AVAILABLE DATA:
——

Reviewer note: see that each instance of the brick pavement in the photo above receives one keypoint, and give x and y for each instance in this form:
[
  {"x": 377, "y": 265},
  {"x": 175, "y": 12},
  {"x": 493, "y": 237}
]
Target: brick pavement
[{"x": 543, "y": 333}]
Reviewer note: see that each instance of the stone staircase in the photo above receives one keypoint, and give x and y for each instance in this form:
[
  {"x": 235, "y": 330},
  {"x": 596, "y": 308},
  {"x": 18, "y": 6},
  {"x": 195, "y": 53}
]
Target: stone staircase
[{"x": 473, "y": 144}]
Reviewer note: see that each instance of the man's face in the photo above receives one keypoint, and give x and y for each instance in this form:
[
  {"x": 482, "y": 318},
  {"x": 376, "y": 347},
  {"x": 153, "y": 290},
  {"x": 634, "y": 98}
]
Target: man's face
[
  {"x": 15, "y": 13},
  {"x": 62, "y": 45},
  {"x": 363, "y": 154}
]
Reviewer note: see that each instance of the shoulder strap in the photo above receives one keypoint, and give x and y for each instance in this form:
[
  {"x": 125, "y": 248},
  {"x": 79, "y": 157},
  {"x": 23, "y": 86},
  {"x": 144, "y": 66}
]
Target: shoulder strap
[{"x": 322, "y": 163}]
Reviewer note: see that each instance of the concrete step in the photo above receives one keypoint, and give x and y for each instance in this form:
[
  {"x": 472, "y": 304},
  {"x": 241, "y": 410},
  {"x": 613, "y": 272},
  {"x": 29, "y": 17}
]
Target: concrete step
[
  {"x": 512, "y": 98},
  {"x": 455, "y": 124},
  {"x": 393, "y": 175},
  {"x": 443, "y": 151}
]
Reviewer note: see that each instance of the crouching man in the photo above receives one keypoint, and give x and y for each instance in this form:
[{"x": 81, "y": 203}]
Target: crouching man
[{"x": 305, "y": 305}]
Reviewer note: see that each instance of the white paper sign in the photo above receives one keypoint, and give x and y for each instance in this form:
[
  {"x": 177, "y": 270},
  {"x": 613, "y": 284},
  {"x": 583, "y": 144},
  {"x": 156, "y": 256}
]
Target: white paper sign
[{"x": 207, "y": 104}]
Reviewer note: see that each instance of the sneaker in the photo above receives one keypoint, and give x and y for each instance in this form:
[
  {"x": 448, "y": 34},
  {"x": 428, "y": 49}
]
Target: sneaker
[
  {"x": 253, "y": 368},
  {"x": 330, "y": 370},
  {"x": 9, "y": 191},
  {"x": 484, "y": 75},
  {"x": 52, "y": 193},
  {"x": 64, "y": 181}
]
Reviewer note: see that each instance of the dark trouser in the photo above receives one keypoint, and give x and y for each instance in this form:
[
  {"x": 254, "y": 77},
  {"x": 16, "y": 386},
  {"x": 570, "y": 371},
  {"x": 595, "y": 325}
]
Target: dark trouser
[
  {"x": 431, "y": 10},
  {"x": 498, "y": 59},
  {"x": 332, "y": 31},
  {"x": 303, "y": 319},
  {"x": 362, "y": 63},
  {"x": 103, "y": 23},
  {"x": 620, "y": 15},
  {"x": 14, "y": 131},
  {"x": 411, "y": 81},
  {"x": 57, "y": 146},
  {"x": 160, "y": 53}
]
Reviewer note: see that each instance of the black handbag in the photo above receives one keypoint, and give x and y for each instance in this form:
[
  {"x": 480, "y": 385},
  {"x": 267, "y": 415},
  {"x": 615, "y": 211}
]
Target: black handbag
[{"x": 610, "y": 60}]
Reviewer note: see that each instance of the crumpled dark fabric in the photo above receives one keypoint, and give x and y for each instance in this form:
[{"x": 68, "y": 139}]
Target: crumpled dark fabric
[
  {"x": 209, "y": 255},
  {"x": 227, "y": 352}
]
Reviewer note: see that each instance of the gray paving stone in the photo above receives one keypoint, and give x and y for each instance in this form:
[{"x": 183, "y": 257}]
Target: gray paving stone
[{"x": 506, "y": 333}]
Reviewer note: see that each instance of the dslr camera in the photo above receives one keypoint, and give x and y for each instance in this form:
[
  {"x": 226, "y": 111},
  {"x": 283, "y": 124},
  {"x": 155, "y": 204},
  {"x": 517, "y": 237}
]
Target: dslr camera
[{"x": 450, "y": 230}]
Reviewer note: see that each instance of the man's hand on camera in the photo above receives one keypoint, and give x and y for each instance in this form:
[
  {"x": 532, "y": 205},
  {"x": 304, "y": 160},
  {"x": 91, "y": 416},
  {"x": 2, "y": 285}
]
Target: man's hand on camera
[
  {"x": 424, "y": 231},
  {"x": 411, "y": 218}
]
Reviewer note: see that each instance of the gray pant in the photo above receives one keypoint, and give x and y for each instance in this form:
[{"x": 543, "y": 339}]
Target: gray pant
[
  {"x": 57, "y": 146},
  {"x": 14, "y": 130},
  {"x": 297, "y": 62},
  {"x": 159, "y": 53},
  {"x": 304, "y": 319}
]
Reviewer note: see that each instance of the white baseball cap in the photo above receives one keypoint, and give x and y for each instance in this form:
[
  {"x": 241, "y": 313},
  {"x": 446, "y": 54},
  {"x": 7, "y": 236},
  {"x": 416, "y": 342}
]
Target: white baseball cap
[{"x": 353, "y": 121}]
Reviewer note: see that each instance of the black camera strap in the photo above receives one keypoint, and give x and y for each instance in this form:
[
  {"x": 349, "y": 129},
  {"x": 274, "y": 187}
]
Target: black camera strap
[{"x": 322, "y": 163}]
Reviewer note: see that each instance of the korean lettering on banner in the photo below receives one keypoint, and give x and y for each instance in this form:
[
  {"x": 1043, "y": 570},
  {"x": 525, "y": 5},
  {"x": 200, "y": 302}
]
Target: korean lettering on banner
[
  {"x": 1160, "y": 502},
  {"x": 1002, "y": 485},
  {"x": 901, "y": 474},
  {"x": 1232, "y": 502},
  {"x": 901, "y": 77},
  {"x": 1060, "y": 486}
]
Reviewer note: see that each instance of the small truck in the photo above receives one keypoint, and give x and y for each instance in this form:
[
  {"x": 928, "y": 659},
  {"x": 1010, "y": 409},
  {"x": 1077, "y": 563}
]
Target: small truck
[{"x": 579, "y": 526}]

——

TO DO: Lay out every line of the entries above as a JSON list of strings, with one string per line and blank lines omitted.

TASK OUTPUT:
[
  "Reviewer note: see that each instance of the brick pavement in the photo above receives one keypoint, and give x and y for each instance in this form:",
  "[",
  "  {\"x\": 377, \"y\": 265},",
  "  {\"x\": 175, \"y\": 12},",
  "  {\"x\": 493, \"y\": 237}",
  "]",
  "Target: brick pavement",
  "[{\"x\": 543, \"y\": 333}]",
  "Reviewer note: see that each instance of the stone staircase in the photo above receives one keypoint, and give x and y for each instance in this form:",
  "[",
  "  {\"x\": 235, \"y\": 330},",
  "  {\"x\": 596, \"y\": 308},",
  "  {\"x\": 18, \"y\": 6},",
  "  {\"x\": 195, \"y\": 53}",
  "]",
  "Target: stone staircase",
  "[{\"x\": 473, \"y\": 144}]",
  "Reviewer note: see that each instance of the man's face in the photo above receives one keypoint, and give x and y for each instance in this form:",
  "[",
  "  {\"x\": 482, \"y\": 318},",
  "  {\"x\": 376, \"y\": 347},",
  "  {\"x\": 153, \"y\": 290},",
  "  {\"x\": 634, \"y\": 98}",
  "]",
  "Target: man's face",
  "[",
  "  {\"x\": 15, \"y\": 13},",
  "  {\"x\": 62, \"y\": 45},",
  "  {\"x\": 363, \"y\": 154}",
  "]",
  "Reviewer note: see that each instance of the shoulder strap in the photo above receives one keypoint, and give x and y for each instance in this form:",
  "[",
  "  {\"x\": 125, \"y\": 248},",
  "  {\"x\": 79, \"y\": 157},",
  "  {\"x\": 23, \"y\": 86},",
  "  {\"x\": 144, \"y\": 66}",
  "]",
  "Target: shoulder strap",
  "[{\"x\": 322, \"y\": 163}]",
  "Reviewer note: see that each instance of the concrete step in the photo above receives one keypoint, and give x and y for each instance in this form:",
  "[",
  "  {\"x\": 472, \"y\": 304},",
  "  {\"x\": 241, \"y\": 410},",
  "  {\"x\": 613, \"y\": 272},",
  "  {\"x\": 29, \"y\": 17}",
  "]",
  "Target: concrete step",
  "[",
  "  {\"x\": 512, \"y\": 98},",
  "  {\"x\": 455, \"y\": 124},",
  "  {\"x\": 393, \"y\": 175},",
  "  {\"x\": 443, \"y\": 151}",
  "]",
  "Reviewer note: see that each instance of the crouching man in the photo above receives one keypoint, and give x and y for each instance in this form:",
  "[{\"x\": 81, \"y\": 203}]",
  "Target: crouching man",
  "[{\"x\": 305, \"y\": 305}]",
  "Reviewer note: see that each instance of the white paper sign in the photo above receives one keypoint, and give x and y for each instance in this form:",
  "[",
  "  {\"x\": 177, \"y\": 270},",
  "  {\"x\": 613, \"y\": 284},",
  "  {\"x\": 583, \"y\": 144},",
  "  {\"x\": 156, \"y\": 256}",
  "]",
  "Target: white paper sign",
  "[{\"x\": 207, \"y\": 104}]",
  "Reviewer note: see that each instance of the sneaker in the photo above receives one keypoint, and give x and y for each instance in this form:",
  "[",
  "  {\"x\": 448, \"y\": 34},",
  "  {\"x\": 428, \"y\": 49}",
  "]",
  "Target: sneaker",
  "[",
  "  {\"x\": 253, \"y\": 368},",
  "  {\"x\": 330, \"y\": 370},",
  "  {\"x\": 9, \"y\": 191},",
  "  {\"x\": 484, \"y\": 75},",
  "  {\"x\": 52, \"y\": 193},",
  "  {\"x\": 64, \"y\": 181}",
  "]",
  "Reviewer note: see that each instance of the dark trouser in the photo above receives one keypoint, and give x and y for each instance in this form:",
  "[",
  "  {\"x\": 254, \"y\": 77},",
  "  {\"x\": 16, \"y\": 386},",
  "  {\"x\": 570, \"y\": 371},",
  "  {\"x\": 595, \"y\": 325}",
  "]",
  "Target: dark trouser",
  "[",
  "  {\"x\": 431, \"y\": 10},",
  "  {\"x\": 498, \"y\": 59},",
  "  {\"x\": 332, \"y\": 31},",
  "  {\"x\": 303, \"y\": 319},",
  "  {\"x\": 362, \"y\": 63},",
  "  {\"x\": 103, \"y\": 23},",
  "  {\"x\": 620, \"y\": 15},",
  "  {\"x\": 14, \"y\": 131},",
  "  {\"x\": 411, \"y\": 81},",
  "  {\"x\": 57, \"y\": 146},",
  "  {\"x\": 160, \"y\": 53}",
  "]",
  "Reviewer note: see that each instance of the black handbag in the photo above receives one keypoint, and give x and y for each instance in this form:",
  "[",
  "  {\"x\": 480, \"y\": 385},",
  "  {\"x\": 267, \"y\": 415},",
  "  {\"x\": 615, \"y\": 211}",
  "]",
  "Target: black handbag",
  "[{\"x\": 610, \"y\": 60}]",
  "Reviewer note: see that each instance of the crumpled dark fabric in the photo above receives one keypoint, and give x and y for each instance in this form:",
  "[{\"x\": 68, \"y\": 139}]",
  "Target: crumpled dark fabric",
  "[",
  "  {\"x\": 209, \"y\": 255},",
  "  {\"x\": 227, \"y\": 352}",
  "]",
  "Reviewer note: see that each instance of the gray paving stone in the photo above receives one keypoint, and give x and y for each instance in this form:",
  "[{\"x\": 183, \"y\": 257}]",
  "Target: gray paving stone",
  "[{\"x\": 506, \"y\": 333}]",
  "Reviewer note: see that each instance of the dslr camera in the photo above receives one keypoint, and give x and y for each instance in this form:",
  "[",
  "  {\"x\": 226, \"y\": 111},",
  "  {\"x\": 283, \"y\": 124},",
  "  {\"x\": 155, \"y\": 204},",
  "  {\"x\": 517, \"y\": 237}",
  "]",
  "Target: dslr camera",
  "[{\"x\": 450, \"y\": 230}]",
  "Reviewer note: see that each instance of the man's hand on camera in the photo above receives one keypoint, and give x and y for each instance in this form:",
  "[",
  "  {\"x\": 532, \"y\": 205},",
  "  {\"x\": 304, \"y\": 160},",
  "  {\"x\": 91, \"y\": 416},",
  "  {\"x\": 2, \"y\": 285}",
  "]",
  "Target: man's hand on camera",
  "[",
  "  {\"x\": 424, \"y\": 231},",
  "  {\"x\": 411, \"y\": 218}",
  "]",
  "Reviewer note: see that each instance of the gray pant in the photo above receives one keypoint, and give x and y for each instance in this form:",
  "[{\"x\": 543, \"y\": 339}]",
  "Target: gray pant",
  "[",
  "  {\"x\": 57, \"y\": 146},",
  "  {\"x\": 14, \"y\": 130},",
  "  {\"x\": 297, \"y\": 62},",
  "  {\"x\": 159, \"y\": 53},",
  "  {\"x\": 304, \"y\": 319}",
  "]",
  "Reviewer note: see that each instance of the white baseball cap in the photo above receives one keypoint, and give x and y for each instance in this form:",
  "[",
  "  {\"x\": 241, \"y\": 313},",
  "  {\"x\": 446, \"y\": 54},",
  "  {\"x\": 7, \"y\": 236},",
  "  {\"x\": 416, \"y\": 342}",
  "]",
  "Target: white baseball cap",
  "[{\"x\": 353, \"y\": 121}]",
  "Reviewer note: see that each instance of the black camera strap in the photo above receives one keypoint, and give x and y for each instance in this form:",
  "[",
  "  {\"x\": 349, \"y\": 129},",
  "  {\"x\": 274, \"y\": 187}",
  "]",
  "Target: black camera strap",
  "[{\"x\": 322, \"y\": 163}]",
  "Reviewer note: see that each instance of the korean lettering on banner in the photo below receives one keypoint, and give x and y for each instance in this form:",
  "[",
  "  {\"x\": 1043, \"y\": 570},",
  "  {\"x\": 525, \"y\": 5},",
  "  {\"x\": 200, \"y\": 302}",
  "]",
  "Target: korean lettering on banner",
  "[",
  "  {\"x\": 1160, \"y\": 502},",
  "  {\"x\": 1002, \"y\": 485},",
  "  {\"x\": 901, \"y\": 474},",
  "  {\"x\": 1232, \"y\": 502},",
  "  {\"x\": 901, \"y\": 77},",
  "  {\"x\": 1060, \"y\": 486}",
  "]",
  "Reviewer note: see that each instance of the small truck in the photo above receives one keypoint, and give x and y for each instance in this form:",
  "[",
  "  {\"x\": 928, \"y\": 659},",
  "  {\"x\": 1010, \"y\": 409},",
  "  {\"x\": 1077, \"y\": 563}",
  "]",
  "Target: small truck",
  "[{\"x\": 579, \"y\": 526}]"
]